Convert every line of the listing below into a Markdown table with the columns "No." and "Line", numbering the rows and omitting blank lines.

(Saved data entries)
┌──
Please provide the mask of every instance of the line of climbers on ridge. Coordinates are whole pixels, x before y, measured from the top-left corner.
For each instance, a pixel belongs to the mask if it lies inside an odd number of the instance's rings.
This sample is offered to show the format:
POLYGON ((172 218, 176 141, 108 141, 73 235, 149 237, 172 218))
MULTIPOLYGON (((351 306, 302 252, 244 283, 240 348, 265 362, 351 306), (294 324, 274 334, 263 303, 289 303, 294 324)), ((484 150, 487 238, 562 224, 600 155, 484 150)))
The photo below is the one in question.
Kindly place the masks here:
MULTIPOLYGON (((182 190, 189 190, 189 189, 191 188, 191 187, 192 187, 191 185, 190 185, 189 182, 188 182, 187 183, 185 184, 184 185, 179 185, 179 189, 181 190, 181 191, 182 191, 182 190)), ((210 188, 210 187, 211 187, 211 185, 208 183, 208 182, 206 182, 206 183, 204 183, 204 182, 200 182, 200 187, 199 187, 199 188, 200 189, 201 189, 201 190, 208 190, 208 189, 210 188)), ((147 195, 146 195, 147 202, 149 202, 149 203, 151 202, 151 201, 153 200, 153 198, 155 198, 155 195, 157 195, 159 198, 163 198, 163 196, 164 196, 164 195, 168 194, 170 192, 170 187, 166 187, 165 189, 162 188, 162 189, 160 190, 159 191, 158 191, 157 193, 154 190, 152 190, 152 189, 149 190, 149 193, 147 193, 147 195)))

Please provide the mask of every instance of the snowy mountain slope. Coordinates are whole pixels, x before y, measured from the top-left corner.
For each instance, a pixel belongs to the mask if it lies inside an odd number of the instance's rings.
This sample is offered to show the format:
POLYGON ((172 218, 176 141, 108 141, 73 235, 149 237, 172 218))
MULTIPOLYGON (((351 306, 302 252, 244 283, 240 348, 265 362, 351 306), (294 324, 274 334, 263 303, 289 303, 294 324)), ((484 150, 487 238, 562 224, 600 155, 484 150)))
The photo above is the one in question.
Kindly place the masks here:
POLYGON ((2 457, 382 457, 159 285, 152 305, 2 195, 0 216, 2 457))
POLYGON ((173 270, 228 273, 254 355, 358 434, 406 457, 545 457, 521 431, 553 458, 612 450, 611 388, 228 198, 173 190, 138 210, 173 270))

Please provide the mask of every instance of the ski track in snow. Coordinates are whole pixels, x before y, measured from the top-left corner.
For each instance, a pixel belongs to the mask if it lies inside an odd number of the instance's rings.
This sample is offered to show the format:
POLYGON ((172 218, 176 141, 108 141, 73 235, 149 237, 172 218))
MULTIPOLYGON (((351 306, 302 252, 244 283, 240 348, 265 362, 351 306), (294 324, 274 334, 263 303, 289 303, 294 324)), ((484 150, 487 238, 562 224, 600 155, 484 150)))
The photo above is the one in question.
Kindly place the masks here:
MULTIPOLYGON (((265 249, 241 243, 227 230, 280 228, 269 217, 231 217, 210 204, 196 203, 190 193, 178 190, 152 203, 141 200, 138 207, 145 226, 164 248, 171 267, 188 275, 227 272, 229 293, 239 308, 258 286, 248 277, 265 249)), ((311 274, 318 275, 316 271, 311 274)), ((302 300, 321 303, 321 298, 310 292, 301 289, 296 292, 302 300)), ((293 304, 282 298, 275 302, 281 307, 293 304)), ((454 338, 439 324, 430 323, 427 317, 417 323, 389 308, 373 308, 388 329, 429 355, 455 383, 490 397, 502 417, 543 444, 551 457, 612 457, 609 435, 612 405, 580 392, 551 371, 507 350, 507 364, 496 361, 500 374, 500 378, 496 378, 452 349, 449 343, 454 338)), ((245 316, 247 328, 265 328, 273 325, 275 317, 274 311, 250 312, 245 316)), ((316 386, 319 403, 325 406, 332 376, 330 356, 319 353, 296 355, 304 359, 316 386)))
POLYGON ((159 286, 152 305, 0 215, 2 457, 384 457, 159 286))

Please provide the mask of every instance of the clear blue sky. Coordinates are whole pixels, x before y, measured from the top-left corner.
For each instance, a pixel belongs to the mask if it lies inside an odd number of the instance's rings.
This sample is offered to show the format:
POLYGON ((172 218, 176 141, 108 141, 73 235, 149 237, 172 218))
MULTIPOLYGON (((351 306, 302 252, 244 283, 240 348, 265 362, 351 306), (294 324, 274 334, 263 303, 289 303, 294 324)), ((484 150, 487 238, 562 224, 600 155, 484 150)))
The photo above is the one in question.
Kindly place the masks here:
└──
* **TASK RESPONSE**:
| No. | Line |
|---|---|
| 1 | Please provide the mask of every instance of the line of climbers on ridge. Coordinates are whole pixels, x before y, measured from the top-left corner. |
| 2 | For each instance, a pixel belongs to the mask if it lies inside an odd number of the instance's rings. |
| 3 | This sample is offered to show the format: |
| 4 | POLYGON ((172 218, 176 141, 108 141, 73 235, 149 237, 172 218)) |
| 5 | MULTIPOLYGON (((351 306, 302 252, 244 283, 240 348, 265 362, 351 306), (294 324, 274 334, 263 303, 289 303, 294 324)), ((484 150, 487 238, 562 224, 600 155, 484 150))) |
| 6 | The photo below is the one in question. |
| 7 | Kindly place the masks here: |
| 8 | MULTIPOLYGON (((182 190, 189 190, 189 189, 191 188, 191 187, 192 187, 191 185, 190 185, 189 182, 188 182, 187 183, 185 184, 184 185, 179 185, 179 189, 181 190, 181 191, 182 191, 182 190)), ((210 188, 210 187, 211 187, 211 185, 208 183, 208 182, 206 182, 206 183, 204 183, 204 182, 200 182, 200 187, 199 187, 199 188, 200 189, 201 189, 201 190, 208 190, 208 189, 210 188)), ((147 195, 146 195, 147 202, 149 202, 149 203, 151 202, 151 201, 153 200, 153 198, 155 198, 155 195, 157 195, 159 198, 163 198, 163 196, 164 196, 164 195, 168 194, 170 192, 170 187, 166 187, 165 189, 162 188, 162 189, 160 190, 159 191, 158 191, 157 193, 154 190, 152 190, 152 189, 149 190, 149 193, 147 193, 147 195))) |
| 9 | Please provide the mask of every instance of the snowy mountain slope. Coordinates are whole pixels, x before y, measured from the top-left corner. |
| 10 | For each instance, a pixel belongs to the mask if it lies inside an odd number of the instance's rings. |
| 11 | This sample is offered to show the format: |
| 12 | POLYGON ((172 218, 176 141, 108 141, 73 235, 149 237, 172 218)) |
| 13 | MULTIPOLYGON (((351 306, 302 252, 244 283, 240 348, 265 362, 351 306), (294 324, 274 334, 263 303, 289 303, 294 324)), ((484 150, 487 238, 562 224, 600 155, 484 150))) |
| 14 | The photo above is the one in question. |
| 15 | Kindly place the masks here: |
| 16 | POLYGON ((2 457, 382 457, 159 285, 152 305, 2 195, 0 216, 2 457)) |
| 17 | POLYGON ((173 270, 228 273, 254 355, 358 434, 406 457, 545 457, 521 431, 553 458, 612 450, 611 388, 228 198, 173 190, 138 210, 173 270)) |
| 18 | Please provide the mask of every instance of the ski track in snow. Coordinates are whole pixels, x before y, measured from the top-left corner. |
| 19 | For each instance, a pixel belongs to the mask if it lies inside an odd number of the instance's rings. |
| 20 | This sample is offered to show the format: |
| 21 | POLYGON ((172 218, 176 141, 108 141, 73 235, 149 237, 172 218)) |
| 22 | MULTIPOLYGON (((351 306, 302 252, 244 283, 240 348, 265 362, 351 306), (294 324, 274 334, 263 303, 289 303, 294 324)), ((484 150, 487 238, 562 224, 600 155, 484 150))) |
| 23 | The photo above is the one in question. |
| 24 | Kindly place the masks here: |
| 25 | MULTIPOLYGON (((265 249, 241 243, 227 230, 280 228, 269 217, 231 217, 210 204, 196 203, 190 193, 178 190, 152 203, 141 200, 138 207, 145 226, 164 248, 171 267, 188 275, 227 272, 229 293, 239 308, 258 286, 248 277, 265 249)), ((311 274, 318 275, 316 271, 311 274)), ((302 300, 321 303, 321 298, 310 292, 301 289, 296 292, 302 300)), ((293 304, 282 298, 275 302, 281 307, 293 304)), ((454 338, 439 324, 430 323, 427 317, 417 323, 389 308, 373 308, 388 329, 429 355, 455 383, 490 397, 502 417, 543 444, 551 457, 612 457, 609 435, 612 405, 580 392, 551 371, 507 350, 507 364, 496 361, 500 374, 500 378, 496 378, 452 349, 449 343, 454 338)), ((245 316, 247 328, 265 328, 273 325, 275 317, 274 311, 250 312, 245 316)), ((316 386, 319 403, 325 406, 332 376, 330 356, 319 353, 296 355, 304 359, 316 386))) |
| 26 | POLYGON ((159 286, 152 305, 0 215, 2 457, 384 457, 159 286)) |
| 27 | Please provide the mask of every instance of the clear blue sky. Coordinates are whole pixels, x before y, measured from the top-left corner. |
| 28 | For each instance, a pixel belongs to the mask if it lies inside an odd number of the instance's rings. |
| 29 | This sample is offered to show the format: |
| 30 | POLYGON ((172 218, 176 141, 108 141, 73 235, 149 237, 172 218)) |
| 31 | MULTIPOLYGON (((351 306, 302 252, 244 283, 240 348, 265 362, 351 306), (294 324, 274 334, 263 303, 289 303, 294 324)), ((484 150, 487 238, 562 224, 600 155, 484 150))) |
| 32 | The photo above is the one in question. |
| 33 | Kindly place the masks here: |